# Passage
Inexhaustible resources and a severe fog of war also lead to one of my biggest frustrations with the game. As long as a single enemy peasant is able to escape destruction, your opponent can quickly set up a new camp somewhere and be up and running again before you're likely to find him. This isn't a problem when you're only facing one enemy but when you've got to go head to head with the Lotus and Wolf clans at once, you can find yourself destroying the same base over and over again.
Tons of personality in the animations and voices bring the units to life. Every warrior has a handful of combat animations that are truly thrilling to watch (your own hero unit will occasionally draw his sword and practice some moves when at rest). Samurai kneel and pray, wounded units stagger and limp around and peasants get thrown to the ground when taming horses. Perhaps the most thrilling animation is when you select a group of your units and watch them all draw their weapons in anticipation of carrying out whatever ass-kicking you've got in mind.
In Battle Realms all units start as peasants but they can train at various buildings to become other units like spearmen and archers. You can then take those units and send them to be trained at other structures to produce even more powerful units. Spearmen can be sent to the archery range to become dragon warriors. Archers can be sent to the alchemist hut to become chemists (apparently a Japanese word for "guy who shoots fireworks at you"). You can then even take these units and train them at other buildings as well to produce yet even more powerful units.

# Written tasks
A - According to the game review, what do spearmen become when they're sent to the archery range?
B - Copy everything in the game review from "In Battle Realms" down to "yet even more powerful units.".

# Information given
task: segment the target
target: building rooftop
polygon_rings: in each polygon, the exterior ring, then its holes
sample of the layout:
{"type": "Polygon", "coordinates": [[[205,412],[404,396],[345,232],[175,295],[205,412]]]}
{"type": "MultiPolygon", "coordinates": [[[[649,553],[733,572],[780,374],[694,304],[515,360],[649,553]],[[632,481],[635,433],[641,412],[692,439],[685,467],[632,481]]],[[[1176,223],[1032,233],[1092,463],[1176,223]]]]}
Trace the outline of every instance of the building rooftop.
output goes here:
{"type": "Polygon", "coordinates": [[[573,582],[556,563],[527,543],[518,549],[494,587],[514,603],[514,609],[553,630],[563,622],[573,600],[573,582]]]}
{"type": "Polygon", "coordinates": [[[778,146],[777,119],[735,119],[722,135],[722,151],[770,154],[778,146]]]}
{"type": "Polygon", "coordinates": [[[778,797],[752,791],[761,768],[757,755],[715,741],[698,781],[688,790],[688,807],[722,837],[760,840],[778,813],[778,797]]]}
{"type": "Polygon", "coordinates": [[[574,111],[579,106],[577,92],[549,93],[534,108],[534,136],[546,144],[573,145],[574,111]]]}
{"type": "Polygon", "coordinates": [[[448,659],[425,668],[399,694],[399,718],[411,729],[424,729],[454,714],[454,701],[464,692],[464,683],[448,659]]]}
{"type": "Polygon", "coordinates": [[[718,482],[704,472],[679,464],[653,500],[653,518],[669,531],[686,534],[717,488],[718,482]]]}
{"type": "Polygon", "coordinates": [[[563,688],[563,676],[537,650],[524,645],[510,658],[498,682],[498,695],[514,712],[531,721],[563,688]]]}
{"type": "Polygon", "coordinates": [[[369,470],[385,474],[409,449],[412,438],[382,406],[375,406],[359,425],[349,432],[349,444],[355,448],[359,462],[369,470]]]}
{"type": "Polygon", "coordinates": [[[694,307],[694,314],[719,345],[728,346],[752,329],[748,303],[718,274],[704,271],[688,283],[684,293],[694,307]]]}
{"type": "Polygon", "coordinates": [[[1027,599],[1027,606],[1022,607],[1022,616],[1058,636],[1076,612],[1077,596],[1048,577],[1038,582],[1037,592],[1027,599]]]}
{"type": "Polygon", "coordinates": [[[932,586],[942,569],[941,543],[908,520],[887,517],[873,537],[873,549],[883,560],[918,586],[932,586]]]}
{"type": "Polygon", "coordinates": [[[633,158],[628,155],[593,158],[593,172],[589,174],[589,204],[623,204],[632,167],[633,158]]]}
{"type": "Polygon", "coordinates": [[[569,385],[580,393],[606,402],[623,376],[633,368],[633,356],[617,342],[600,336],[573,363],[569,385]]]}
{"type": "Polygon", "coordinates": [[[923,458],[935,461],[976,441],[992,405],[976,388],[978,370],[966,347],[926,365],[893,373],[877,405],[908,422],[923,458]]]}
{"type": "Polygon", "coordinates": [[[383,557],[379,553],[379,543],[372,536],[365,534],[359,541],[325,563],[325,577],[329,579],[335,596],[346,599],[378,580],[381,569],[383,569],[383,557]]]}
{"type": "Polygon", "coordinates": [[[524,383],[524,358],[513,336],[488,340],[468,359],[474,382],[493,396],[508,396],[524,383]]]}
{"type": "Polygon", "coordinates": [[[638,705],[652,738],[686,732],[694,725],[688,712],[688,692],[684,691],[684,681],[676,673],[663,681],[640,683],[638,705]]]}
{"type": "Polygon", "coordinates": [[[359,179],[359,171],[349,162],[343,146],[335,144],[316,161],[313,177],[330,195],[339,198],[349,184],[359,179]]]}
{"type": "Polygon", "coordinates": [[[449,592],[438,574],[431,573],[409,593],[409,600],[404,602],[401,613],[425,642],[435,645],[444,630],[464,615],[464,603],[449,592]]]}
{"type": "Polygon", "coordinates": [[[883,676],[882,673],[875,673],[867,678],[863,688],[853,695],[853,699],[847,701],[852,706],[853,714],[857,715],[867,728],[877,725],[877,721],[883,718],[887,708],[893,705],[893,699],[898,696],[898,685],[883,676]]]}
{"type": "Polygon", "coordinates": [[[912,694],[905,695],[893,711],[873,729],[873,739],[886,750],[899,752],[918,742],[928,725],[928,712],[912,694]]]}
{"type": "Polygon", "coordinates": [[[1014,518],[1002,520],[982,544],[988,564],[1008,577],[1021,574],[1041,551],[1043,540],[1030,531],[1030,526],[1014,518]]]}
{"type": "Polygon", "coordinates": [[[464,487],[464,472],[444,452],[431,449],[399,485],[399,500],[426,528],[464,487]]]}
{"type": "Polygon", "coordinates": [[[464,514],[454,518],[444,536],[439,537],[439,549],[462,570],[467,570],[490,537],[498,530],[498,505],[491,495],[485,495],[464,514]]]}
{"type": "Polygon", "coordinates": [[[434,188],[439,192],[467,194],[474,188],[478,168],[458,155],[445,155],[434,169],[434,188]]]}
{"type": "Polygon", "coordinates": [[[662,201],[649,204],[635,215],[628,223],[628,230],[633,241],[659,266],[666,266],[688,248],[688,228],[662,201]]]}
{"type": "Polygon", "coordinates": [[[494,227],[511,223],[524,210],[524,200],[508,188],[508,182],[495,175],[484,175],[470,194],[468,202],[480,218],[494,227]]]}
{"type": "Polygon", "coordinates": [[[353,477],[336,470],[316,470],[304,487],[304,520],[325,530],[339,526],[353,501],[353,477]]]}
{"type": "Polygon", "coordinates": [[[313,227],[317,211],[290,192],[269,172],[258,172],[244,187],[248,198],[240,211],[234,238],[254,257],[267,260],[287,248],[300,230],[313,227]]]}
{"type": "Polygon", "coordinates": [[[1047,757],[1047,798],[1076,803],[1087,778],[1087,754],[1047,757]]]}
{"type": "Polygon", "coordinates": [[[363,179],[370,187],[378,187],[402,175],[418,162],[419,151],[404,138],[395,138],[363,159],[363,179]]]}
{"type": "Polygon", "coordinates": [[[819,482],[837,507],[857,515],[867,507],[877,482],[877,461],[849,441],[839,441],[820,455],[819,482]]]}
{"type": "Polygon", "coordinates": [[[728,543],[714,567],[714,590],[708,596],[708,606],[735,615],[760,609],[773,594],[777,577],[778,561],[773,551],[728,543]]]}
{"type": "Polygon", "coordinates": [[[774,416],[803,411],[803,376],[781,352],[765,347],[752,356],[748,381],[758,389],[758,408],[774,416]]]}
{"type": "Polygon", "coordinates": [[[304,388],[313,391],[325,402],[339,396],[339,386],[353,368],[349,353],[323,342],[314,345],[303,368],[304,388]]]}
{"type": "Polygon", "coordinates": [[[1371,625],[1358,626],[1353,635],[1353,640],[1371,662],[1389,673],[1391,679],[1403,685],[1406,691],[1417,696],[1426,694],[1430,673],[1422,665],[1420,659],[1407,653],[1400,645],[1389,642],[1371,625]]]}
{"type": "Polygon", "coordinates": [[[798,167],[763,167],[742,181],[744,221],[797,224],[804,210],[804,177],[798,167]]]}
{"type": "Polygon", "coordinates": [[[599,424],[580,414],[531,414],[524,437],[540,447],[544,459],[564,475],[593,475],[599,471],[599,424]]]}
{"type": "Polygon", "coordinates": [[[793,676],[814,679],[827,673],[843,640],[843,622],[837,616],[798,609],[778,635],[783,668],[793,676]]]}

==

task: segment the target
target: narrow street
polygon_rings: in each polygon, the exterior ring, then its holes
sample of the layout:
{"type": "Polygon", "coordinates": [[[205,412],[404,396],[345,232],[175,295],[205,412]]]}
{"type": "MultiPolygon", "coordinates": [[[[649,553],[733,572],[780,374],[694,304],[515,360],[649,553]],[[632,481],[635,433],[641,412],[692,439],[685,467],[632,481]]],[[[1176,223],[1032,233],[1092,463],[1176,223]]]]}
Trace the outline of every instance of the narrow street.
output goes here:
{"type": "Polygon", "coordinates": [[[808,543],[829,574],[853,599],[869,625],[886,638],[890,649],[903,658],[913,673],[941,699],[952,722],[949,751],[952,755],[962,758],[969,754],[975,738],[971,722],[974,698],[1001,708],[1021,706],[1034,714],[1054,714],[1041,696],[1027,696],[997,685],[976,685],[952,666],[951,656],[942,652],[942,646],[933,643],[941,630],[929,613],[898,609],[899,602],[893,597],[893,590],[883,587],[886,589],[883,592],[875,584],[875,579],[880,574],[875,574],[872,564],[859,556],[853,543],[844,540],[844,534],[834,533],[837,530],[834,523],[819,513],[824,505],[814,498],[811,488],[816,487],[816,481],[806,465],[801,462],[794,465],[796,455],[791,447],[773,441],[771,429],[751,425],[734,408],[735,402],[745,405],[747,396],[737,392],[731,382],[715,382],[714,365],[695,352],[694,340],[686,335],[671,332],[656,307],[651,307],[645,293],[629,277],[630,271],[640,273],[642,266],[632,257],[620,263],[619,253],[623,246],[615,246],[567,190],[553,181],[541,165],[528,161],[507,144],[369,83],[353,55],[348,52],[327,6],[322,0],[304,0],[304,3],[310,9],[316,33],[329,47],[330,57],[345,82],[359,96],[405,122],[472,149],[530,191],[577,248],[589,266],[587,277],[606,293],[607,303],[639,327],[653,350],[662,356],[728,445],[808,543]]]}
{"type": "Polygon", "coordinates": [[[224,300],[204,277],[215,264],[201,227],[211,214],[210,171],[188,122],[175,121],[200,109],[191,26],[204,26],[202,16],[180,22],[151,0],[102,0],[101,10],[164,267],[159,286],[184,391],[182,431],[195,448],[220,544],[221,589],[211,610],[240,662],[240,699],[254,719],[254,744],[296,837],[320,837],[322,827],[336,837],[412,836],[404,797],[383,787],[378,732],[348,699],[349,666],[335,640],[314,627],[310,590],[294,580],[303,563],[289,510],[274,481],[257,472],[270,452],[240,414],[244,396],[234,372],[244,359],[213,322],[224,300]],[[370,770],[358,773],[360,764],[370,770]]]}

# Results for each task
A - Dragon warriors.

B -
In Battle Realms all units start as peasants but they can train at various buildings to become other units like spearmen and archers. You can then take those units and send them to be trained at other structures to produce even more powerful units. Spearmen can be sent to the archery range to become dragon warriors. Archers can be sent to the alchemist hut to become chemists (apparently a Japanese word for "guy who shoots fireworks at you"). You can then even take these units and train them at other buildings as well to produce yet even more powerful units.